▶ EXERCISE TASK
Rewrite everything from the entry line containing "formatted like [97,65]." down to the one containing "Target: red fire truck", with "red fire truck" changed to "crimson fire engine" and nothing else altered.

▶ DATA EXTRACT
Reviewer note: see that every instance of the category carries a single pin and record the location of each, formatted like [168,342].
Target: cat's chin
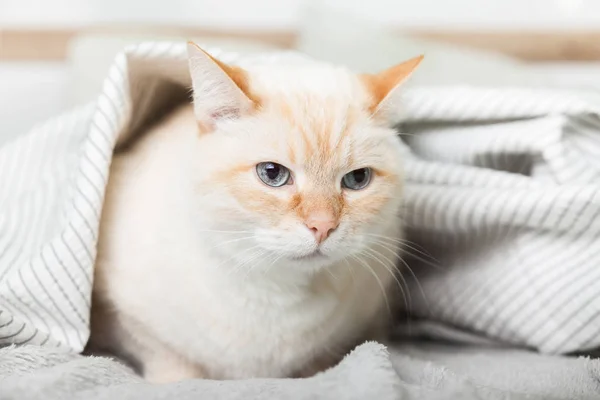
---
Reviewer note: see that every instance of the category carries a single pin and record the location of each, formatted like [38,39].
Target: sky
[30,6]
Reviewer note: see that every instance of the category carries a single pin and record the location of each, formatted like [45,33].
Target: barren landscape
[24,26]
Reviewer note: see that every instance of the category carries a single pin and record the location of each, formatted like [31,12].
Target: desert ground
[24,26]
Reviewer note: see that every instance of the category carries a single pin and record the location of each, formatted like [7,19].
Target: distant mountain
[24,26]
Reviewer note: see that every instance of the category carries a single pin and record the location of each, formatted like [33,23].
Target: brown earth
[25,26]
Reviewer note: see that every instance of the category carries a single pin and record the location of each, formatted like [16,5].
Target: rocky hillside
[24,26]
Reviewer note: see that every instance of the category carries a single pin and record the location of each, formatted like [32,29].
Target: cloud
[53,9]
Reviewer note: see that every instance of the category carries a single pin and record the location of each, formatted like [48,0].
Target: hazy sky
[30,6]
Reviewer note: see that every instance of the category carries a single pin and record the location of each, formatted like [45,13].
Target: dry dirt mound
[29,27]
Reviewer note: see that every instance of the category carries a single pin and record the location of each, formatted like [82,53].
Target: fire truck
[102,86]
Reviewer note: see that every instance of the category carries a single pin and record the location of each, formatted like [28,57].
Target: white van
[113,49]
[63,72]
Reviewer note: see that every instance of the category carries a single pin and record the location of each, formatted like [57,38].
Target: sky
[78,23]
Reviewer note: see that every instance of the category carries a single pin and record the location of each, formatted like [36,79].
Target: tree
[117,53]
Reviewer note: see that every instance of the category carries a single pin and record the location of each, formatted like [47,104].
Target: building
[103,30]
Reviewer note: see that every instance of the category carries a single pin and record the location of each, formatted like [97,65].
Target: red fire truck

▶ OUTPUT OF THE TASK
Reviewer note: see that every instance of the category carries a single pin and record the location of each, formatted like [97,65].
Target: crimson fire engine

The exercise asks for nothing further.